WRITTEN REQUEST :: Edit the lines below so that every occurrence of "I would be thankful" becomes "I would appreciate it", with no other changes.

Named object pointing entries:
____________
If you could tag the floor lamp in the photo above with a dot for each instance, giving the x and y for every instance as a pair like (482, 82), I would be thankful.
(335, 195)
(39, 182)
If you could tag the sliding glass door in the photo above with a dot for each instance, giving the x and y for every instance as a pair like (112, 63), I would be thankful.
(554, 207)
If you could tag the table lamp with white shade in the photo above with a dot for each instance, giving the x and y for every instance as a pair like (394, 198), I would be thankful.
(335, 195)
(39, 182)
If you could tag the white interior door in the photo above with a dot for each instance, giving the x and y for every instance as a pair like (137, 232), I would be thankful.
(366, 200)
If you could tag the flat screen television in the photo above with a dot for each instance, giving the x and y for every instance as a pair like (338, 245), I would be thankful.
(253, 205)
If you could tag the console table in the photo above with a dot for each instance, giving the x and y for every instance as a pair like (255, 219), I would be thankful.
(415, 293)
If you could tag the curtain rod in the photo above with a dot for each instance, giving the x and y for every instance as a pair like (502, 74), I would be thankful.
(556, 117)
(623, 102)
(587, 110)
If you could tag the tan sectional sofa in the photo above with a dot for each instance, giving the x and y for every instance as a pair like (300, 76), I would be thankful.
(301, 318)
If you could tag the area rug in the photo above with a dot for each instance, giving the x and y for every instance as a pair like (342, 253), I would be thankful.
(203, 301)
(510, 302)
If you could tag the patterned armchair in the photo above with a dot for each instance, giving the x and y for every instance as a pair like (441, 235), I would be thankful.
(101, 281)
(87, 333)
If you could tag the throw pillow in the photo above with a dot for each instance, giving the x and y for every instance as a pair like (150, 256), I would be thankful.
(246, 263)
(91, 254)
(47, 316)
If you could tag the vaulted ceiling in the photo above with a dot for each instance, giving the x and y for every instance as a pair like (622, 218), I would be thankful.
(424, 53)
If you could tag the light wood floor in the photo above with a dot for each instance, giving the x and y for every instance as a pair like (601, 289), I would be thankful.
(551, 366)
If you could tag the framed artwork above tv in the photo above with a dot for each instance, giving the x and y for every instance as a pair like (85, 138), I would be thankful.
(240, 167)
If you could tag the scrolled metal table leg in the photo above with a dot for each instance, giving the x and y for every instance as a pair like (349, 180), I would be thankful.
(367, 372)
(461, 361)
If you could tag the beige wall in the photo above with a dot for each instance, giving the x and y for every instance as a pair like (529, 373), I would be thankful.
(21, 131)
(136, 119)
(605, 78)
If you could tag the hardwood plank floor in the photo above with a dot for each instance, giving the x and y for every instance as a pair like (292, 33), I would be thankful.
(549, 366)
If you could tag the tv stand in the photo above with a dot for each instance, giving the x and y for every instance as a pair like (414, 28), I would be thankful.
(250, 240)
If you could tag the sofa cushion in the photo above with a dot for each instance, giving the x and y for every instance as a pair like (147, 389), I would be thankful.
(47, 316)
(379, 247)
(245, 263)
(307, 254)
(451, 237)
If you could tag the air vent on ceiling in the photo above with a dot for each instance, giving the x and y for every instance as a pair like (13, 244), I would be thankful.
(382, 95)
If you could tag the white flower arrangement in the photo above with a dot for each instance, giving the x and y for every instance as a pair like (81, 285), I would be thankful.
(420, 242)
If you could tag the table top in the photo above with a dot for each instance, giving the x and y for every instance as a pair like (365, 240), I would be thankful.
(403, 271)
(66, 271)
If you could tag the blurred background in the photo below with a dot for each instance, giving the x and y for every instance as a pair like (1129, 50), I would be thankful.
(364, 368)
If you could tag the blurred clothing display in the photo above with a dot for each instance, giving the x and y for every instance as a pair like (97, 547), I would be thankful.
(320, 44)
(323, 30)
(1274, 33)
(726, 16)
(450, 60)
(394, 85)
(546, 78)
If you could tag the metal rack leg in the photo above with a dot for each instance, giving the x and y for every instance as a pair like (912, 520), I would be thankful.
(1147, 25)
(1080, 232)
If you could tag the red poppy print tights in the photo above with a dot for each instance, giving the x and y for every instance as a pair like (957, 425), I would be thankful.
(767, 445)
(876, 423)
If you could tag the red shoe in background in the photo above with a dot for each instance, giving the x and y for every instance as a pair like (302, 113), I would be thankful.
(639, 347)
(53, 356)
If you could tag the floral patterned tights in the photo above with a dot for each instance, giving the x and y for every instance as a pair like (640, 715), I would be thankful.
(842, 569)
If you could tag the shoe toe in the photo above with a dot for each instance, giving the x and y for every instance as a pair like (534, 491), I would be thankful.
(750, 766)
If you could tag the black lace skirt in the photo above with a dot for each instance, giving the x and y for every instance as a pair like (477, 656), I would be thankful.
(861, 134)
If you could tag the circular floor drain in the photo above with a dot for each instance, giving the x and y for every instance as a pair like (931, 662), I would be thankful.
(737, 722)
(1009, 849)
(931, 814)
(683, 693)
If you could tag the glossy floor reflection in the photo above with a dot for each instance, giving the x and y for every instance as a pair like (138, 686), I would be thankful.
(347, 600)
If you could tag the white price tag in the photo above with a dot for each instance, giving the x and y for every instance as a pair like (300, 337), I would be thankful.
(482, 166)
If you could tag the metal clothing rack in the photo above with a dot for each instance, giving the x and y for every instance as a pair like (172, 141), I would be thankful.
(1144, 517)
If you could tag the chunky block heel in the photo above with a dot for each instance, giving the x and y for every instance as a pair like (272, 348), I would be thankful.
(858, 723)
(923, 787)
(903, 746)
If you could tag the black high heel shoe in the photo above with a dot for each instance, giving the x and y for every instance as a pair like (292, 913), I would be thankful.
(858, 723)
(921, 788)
____________
SOLUTION FOR THIS PROBLEM ::
If you could tag the floor lamp in the photo above with a dot for each instance, giving the x and y for every instance as a pair like (482, 82), I would appreciate it.
(335, 195)
(39, 182)
If you could tag the sliding glass door in the photo above with a dot for each instance, giving the x and y for every instance as a pair like (112, 63), I would appreciate it.
(554, 207)
If you could tag the table lamp with white shade in the photo above with a dot for each instance, giving the x and y for every instance as a pair like (394, 198), I would appreciate it.
(335, 195)
(39, 182)
If you could tag the white interior door in the photo above with a dot for each instance, giving the x and y for every instance as a pair like (137, 232), I would appreciate it.
(366, 200)
If you could tag the flat screen television in the photo above with a dot for each instance, giving the x and y for every instance as a pair like (338, 245), I would appreciate it.
(253, 205)
If you could tag the console table in the photo above with a dot for each instance, giving the x and y for every instance as a pair like (255, 219), I would appreciate it.
(415, 293)
If you could tag the curtain rod in the photo above with a dot for each instance, giving the x and y for every instance as a pair like (502, 74), I would appreciate it.
(556, 117)
(623, 102)
(587, 110)
If you could tag the tan sectional sofa in the photo above with a dot for each instance, giving the x and y for every instance as a pair like (300, 76), I would appreciate it.
(301, 318)
If you could tag the area rug in the photo above with a dot for each instance, giving the x and y for every instance as a pair like (342, 253), I would appreciate it.
(203, 301)
(510, 302)
If you could tag the patterned armchair in the photo above with a dot for each instance, giving the x and y for every instance as a pair like (441, 235), I would appreciate it.
(101, 281)
(87, 333)
If you could tag the throw pillow in the photo above with a dot for each instance, giving the x and y for every instance as a pair like (150, 256), I would appreciate it.
(246, 263)
(91, 254)
(47, 316)
If you could tag the vaulted ceiling in the photo above with a dot for each instance, giving the x and y for every instance as a pair like (622, 218), I would appreciate it.
(424, 53)
If you could tag the light wood floor in the photo above with a dot for each instance, giving the x and y for every instance as a pair like (601, 289), I would appreciate it.
(551, 366)
If you could tag the framed artwork above tv in the photo above with a dot for each instance, giving the x and y for every instance as a pair like (85, 138), I would appreciate it.
(240, 167)
If you could tag the scrolled metal table leg in the photo above with a dot for each instance, giving the x and y for every instance as a pair like (349, 180), I would appreciate it.
(367, 372)
(461, 361)
If you could tag the beige wall in the photo above with a dot for each instance, giving the x and y for every instance as a pair like (529, 373), I would appreciate it.
(21, 131)
(136, 119)
(605, 78)
If you could tag the hardwood plank floor in the photo above with a dot for each instance, giving the x and y for every instance as a pair like (292, 33), I would appreciate it.
(549, 366)
If you could tag the tv stand in the photo above with a dot for each instance, giving the x and y for every instance as a pair like (414, 28), I would appreciate it.
(250, 240)
If you could tag the sofa cushion in the photo above with a dot for each instance, giving the x and y for every instance as a pair like (147, 389), I would appreciate it.
(47, 316)
(379, 247)
(245, 263)
(307, 254)
(451, 237)
If you could tag the air vent on ceiling in the photo above with a dot for each instance, giving the x and y for every instance as a pair like (13, 244), I would appreciate it.
(382, 95)
If you could tag the white flower arrangement in the photo above with a dot for each instance, giving the x and y for every instance as a pair like (81, 285), I would appreciate it.
(420, 242)
If you could tag the table top in the photo above with a dot for each instance, giving the x and y for every instance as a pair like (365, 240), I would appreciate it.
(403, 271)
(66, 271)
If you could tag the blurred background in the photo below with a dot for each instance, giving the x and y for every instance as a pair like (1129, 50), I would appreciate it.
(364, 368)
If you could tag the blurred clothing display in the photo above with a dot for each instance, giving the x and y for every instance as a pair like (97, 547), I would appreciate it.
(320, 44)
(323, 30)
(1274, 33)
(726, 16)
(450, 60)
(394, 85)
(546, 78)
If you could tag the metal rack leg in the photo above with a dot for each instance, giving the x and y for every instance as a pair like (912, 520), I would appreciate it.
(1147, 25)
(1080, 232)
If you could tag the red poppy print tights in the photo above with a dot for each instance, giving the x and y for every instance as a pair like (957, 425), I would appreciate it.
(767, 445)
(876, 423)
If you could tag the red shoe in background in the photo above with a dot for each instance, giving the x and y for every instance as a pair like (302, 113), I would appreciate it.
(639, 347)
(53, 356)
If you could tag the floral patterned tights in the photo above with a dot for each instance, giving the x and y for every instance as a pair like (640, 715), I would appreciate it.
(842, 569)
If you could tag the shoe toe in the photo above with a dot for each instance, giving the x and y for every instance as a pair like (534, 491), I would appreciate it.
(750, 766)
If you could tag the black lace skirt in the photo above with a dot for each instance, giving the x and y for every instance as a pair like (477, 656), I would appreciate it.
(861, 134)
If you could tag the circular floor drain in the photo above with a dot for each instance, giving the x and y for every instance as a pair like (931, 662), I would appreciate it.
(737, 722)
(1009, 849)
(931, 814)
(683, 693)
If you could tag the glossy floor reflection in the photo above with a dot for each instance, giving the x and y for every instance as a pair like (138, 686), I would appreciate it.
(347, 600)
If you could tag the white price tag in the photo above with a dot for each instance, giving the x and y for every instance as a pair like (300, 337), I would appreciate it.
(482, 166)
If you could tag the metal clothing rack in the photo above with a dot for each instance, giving the x and y for every instance as a pair like (172, 141), I would appreciate it.
(1144, 517)
If you could tag the chunky block heel in the photo above with a dot for each instance, giving the x and y for every instance as a pair like (272, 348), I would appreciate it.
(858, 723)
(923, 787)
(903, 746)
If you could tag the black high heel shoe in the photo above with a dot for each instance, giving the x and y for every instance as a pair like (292, 913), I would appreciate it.
(858, 723)
(921, 788)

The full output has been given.